Directions — Write every line of the following listing exactly as it reads.

***** Records for the exercise *****

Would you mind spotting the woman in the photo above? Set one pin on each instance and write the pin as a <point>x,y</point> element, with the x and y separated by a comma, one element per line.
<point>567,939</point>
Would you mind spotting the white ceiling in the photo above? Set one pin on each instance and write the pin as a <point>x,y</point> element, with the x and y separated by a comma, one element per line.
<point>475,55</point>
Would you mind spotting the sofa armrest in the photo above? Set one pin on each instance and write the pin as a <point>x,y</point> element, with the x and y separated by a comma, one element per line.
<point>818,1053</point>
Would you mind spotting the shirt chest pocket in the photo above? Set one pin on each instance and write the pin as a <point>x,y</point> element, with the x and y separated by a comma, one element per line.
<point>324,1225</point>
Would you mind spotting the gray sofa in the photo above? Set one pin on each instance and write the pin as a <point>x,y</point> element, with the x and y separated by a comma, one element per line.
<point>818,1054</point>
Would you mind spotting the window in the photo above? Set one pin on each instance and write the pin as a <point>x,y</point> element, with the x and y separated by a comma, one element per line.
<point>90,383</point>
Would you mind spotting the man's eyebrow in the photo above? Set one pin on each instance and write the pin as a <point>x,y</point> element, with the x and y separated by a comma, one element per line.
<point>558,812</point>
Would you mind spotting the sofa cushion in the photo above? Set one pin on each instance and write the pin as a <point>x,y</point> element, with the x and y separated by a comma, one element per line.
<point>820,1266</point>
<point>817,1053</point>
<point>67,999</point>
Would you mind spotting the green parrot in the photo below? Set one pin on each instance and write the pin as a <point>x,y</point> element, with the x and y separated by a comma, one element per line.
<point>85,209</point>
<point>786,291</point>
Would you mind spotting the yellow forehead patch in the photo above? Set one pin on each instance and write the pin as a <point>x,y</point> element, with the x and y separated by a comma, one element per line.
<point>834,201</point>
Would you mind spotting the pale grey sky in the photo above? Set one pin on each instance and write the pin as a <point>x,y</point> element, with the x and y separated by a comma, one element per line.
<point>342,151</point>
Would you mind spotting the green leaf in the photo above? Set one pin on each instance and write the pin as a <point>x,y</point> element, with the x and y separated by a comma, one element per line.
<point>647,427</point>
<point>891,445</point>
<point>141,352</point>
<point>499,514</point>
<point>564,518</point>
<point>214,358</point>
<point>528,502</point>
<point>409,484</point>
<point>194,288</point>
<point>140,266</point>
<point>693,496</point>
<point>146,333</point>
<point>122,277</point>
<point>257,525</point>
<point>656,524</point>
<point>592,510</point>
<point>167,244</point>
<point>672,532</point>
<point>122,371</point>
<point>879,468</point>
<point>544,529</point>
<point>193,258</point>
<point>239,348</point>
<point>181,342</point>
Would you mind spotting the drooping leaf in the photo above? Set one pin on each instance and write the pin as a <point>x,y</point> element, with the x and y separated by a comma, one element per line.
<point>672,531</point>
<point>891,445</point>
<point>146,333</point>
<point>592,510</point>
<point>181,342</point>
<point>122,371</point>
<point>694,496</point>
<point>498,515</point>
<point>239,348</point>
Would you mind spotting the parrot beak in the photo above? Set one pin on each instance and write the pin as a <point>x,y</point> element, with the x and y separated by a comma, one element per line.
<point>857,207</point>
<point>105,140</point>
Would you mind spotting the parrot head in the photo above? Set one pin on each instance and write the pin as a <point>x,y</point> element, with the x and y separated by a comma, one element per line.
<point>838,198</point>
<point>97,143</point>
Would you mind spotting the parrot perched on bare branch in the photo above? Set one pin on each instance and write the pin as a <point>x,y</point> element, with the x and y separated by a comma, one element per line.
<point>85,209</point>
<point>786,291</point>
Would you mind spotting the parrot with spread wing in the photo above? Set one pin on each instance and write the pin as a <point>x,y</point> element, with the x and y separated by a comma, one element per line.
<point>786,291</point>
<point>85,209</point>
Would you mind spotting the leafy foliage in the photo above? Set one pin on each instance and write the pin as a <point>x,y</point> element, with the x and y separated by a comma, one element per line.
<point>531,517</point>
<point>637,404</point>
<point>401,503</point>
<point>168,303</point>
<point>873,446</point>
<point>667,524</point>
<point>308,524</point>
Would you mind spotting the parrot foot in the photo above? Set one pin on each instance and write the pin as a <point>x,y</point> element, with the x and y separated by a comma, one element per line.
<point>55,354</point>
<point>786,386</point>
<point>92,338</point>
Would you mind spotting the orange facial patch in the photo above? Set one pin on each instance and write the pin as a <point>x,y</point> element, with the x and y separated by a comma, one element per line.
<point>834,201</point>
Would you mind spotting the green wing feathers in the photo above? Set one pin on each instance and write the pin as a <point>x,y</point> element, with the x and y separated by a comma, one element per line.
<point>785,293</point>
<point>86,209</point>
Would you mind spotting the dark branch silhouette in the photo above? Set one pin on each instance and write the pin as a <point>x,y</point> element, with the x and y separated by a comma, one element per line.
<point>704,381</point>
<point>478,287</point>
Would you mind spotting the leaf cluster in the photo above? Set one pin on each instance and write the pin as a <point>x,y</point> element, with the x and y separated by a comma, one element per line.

*****

Response to the task —
Would you mind spotting the woman in the photo above? Set one pin on each instance and write the pin as a <point>x,y</point> element, with the x and y separated by a comma, one element per line.
<point>567,939</point>
Would you mind spotting the white ceiling in the photo above? Set one pin on each instance and write the pin as a <point>x,y</point> element, with the x and y separated by a comma, one element per line.
<point>475,55</point>
Would you mind spotting the sofa armrest in the photo above? Set one pin on each instance and write the pin as a <point>x,y</point> element, with the x and y separated by a comma, one element per line.
<point>818,1053</point>
Would you mind spotting the shirt chest pocket in the photo above? Set one pin on each instance and write the pin as a <point>x,y</point> element, with the x and y separated by a comma, one element per line.
<point>324,1225</point>
Would you mind spotting the gray sofa in the photo above? Set one pin on each instance and write the pin as a <point>x,y</point> element, with the x and y separated by a comma, one element per line.
<point>818,1054</point>
Would you mind spotting the window in the photo above? Set one pin on each instance and write the pin as a <point>x,y</point> element, with the x and y separated by a comma, one element per line.
<point>90,383</point>
Would you mind spotting the man's eyebrow in the photo above? Set one pin on each instance and write the pin as a <point>x,y</point> element, with the x and y separated by a comma, one element per line.
<point>558,812</point>
Would you mind spotting the sofa cushion in the photo above? Set one pin on each instance and write the pin as a <point>x,y</point> element, with the x and y separated by a comma, one element per line.
<point>820,1266</point>
<point>817,1053</point>
<point>67,999</point>
Would you mind spotting the green parrot in the photo below? Set one pin on each instance and write the pin as a <point>x,y</point> element, with the x and y separated by a comma, one element per line.
<point>85,209</point>
<point>786,291</point>
Would you mind spotting the yellow forehead patch in the photo above? Set one pin on each instance and write the pin as a <point>x,y</point> element, with the x and y separated by a comma, one element per line.
<point>834,201</point>
Would you mind spotting the pale grey sky in the photo above? Set one pin on each instance and write the pin as a <point>x,y</point> element, with the x and y separated by a comma, one element per line.
<point>342,151</point>
Would you mind spotting the green leaf in the photo above? Set one pin on each instance and write the pin as a <point>x,y</point> element, with the x and y separated by a comma, one element per line.
<point>647,427</point>
<point>891,445</point>
<point>141,352</point>
<point>499,514</point>
<point>564,518</point>
<point>214,358</point>
<point>528,502</point>
<point>409,484</point>
<point>194,288</point>
<point>140,266</point>
<point>693,496</point>
<point>146,333</point>
<point>122,277</point>
<point>257,525</point>
<point>656,524</point>
<point>592,510</point>
<point>167,244</point>
<point>672,532</point>
<point>122,371</point>
<point>879,468</point>
<point>544,529</point>
<point>193,258</point>
<point>239,348</point>
<point>181,342</point>
Would you mind spotting the drooping leaf in the photo above? Set one pin on each instance and write the pin as a <point>x,y</point> element, with the x and y separated by a comma, one element per line.
<point>672,531</point>
<point>891,445</point>
<point>146,333</point>
<point>592,510</point>
<point>181,342</point>
<point>122,371</point>
<point>694,496</point>
<point>498,515</point>
<point>239,348</point>
Would you mind spotting the parrot beak in the photo above? Set one pin on each instance and write the pin as a <point>x,y</point> element, with the x and y separated by a comma, one element per line.
<point>857,207</point>
<point>105,140</point>
Would you mind spotting the parrot head in the photo above? Set one pin on each instance and write the pin as a <point>x,y</point> element, with the x and y separated by a comma, one element per line.
<point>838,198</point>
<point>97,143</point>
Would you mind spotting the parrot perched on bare branch in the photo above? Set one pin on each instance and write the pin as a <point>x,y</point> element, with the x and y separated by a comma, one element per line.
<point>85,209</point>
<point>786,291</point>
Would you mind spotting the parrot with spread wing in the photo above? Set one pin on each instance and write the pin as a <point>x,y</point> element, with the x and y separated by a comma, one element per line.
<point>786,291</point>
<point>85,209</point>
Would you mind spotting the leafy foliage in the photo above? Set one pin on each instance and write the pin as a <point>x,y</point> element, with the x and y separated by a comma, one element per line.
<point>531,517</point>
<point>637,404</point>
<point>401,503</point>
<point>168,303</point>
<point>873,446</point>
<point>667,524</point>
<point>308,524</point>
Would you mind spotting the parrot foot in the photo above? Set one pin on each instance and write the pin as a <point>x,y</point> element, with the x and y separated by a comma, one element per line.
<point>55,354</point>
<point>786,386</point>
<point>92,338</point>
Would you mind spotting the orange facial patch in the photo above? Set one pin on each instance and write the pin as a <point>x,y</point> element, with the x and y separated by a comma, one element per line.
<point>834,201</point>
Would you mind spotting the green wing feathers in the photo above? Set one pin on each instance and write the pin as a <point>x,y</point> element, with the x and y separated by a comma, one element per line.
<point>785,293</point>
<point>86,209</point>
Would you mind spotting the dark branch silhouette in the photo above? Set one pin on each instance and write the pin as a <point>x,y</point> element, with the x and y separated by a comma, one element per line.
<point>704,381</point>
<point>478,287</point>
Would you mind spotting the leaf cluster in the photo above? Set one pin on each instance and write the pin as a <point>x,y</point> element, with the x and y separated by a comma, one element per line.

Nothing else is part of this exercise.